> _ЗАДАЧА_:
Можете выписать приведенный ниже отрывок о поражении Диогена целиком, слово в слово, ничего не меняя?

> _ЦИТИРУЕМЫЙ ОТРЫВОК_:
-*-*-
Тогда схватились оба войска, и пало весьма много доблестных воинов как с той, так и с другой стороны. Наконец, когда Константин Дука отважно бросился на стоявших во главе и сделал натиск на их фалангу, – воины Диогеновы обратились в бегство. При этом много пало защитников Диогена, сам же он убежал и с немногими заперся в одной крепостице. Этот первый успех воодушевил приверженцев василевса Михаила и положил начало погибели Диогена. Он и тогда уже попался бы в плен, если бы не следующий случай. Был в то время некто, по имени Хутатарий, производивший свой род из Армении, человек умный и мужественный. Получив от Диогена одну из самых важных правительственных должностей, когда Диоген был еще ромейским василевсом, он теперь, желая воздать ему благодарностью в его несчастий, привел к нему большое число ратников, советовал ему не унывать и обещал весьма много, но отклонял его от сражения с войсками Дуки Константина, а перевел в Киликию, в ущелья тамошних гор,[75] где увеличил его войско, снабдил его оружием, дал денег и, во время войны с противником, обещал держать военные расходы.
-*-*-
> _ИСХОДНЫЕ ДАННЫЕ_:
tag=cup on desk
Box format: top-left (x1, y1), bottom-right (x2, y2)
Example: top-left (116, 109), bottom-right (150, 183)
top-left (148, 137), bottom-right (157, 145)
-*-*-
> _ПОЛЕ ДЛЯ ОТВЕТА_:
Тогда схватились оба войска, и пало весьма много доблестных воинов как с той, так и с другой стороны. Наконец, когда Константин Дука отважно бросился на стоявших во главе и сделал натиск на их фалангу, – воины Диогеновы обратились в бегство. При этом много пало защитников Диогена, сам же он убежал и с немногими заперся в одной крепостице. Этот первый успех воодушевил приверженцев василевса Михаила и положил начало погибели Диогена. Он и тогда уже попался бы в плен, если бы не следующий случай. Был в то время некто, по имени Хутатарий, производивший свой род из Армении, человек умный и мужественный. Получив от Диогена одну из самых важных правительственных должностей, когда Диоген был еще ромейским василевсом, он теперь, желая воздать ему благодарностью в его несчастий, привел к нему большое число ратников, советовал ему не унывать и обещал весьма много, но отклонял его от сражения с войсками Дуки Константина, а перевел в Киликию, в ущелья тамошних гор,[75] где увеличил его войско, снабдил его оружием, дал денег и, во время войны с противником, обещал держать военные расходы.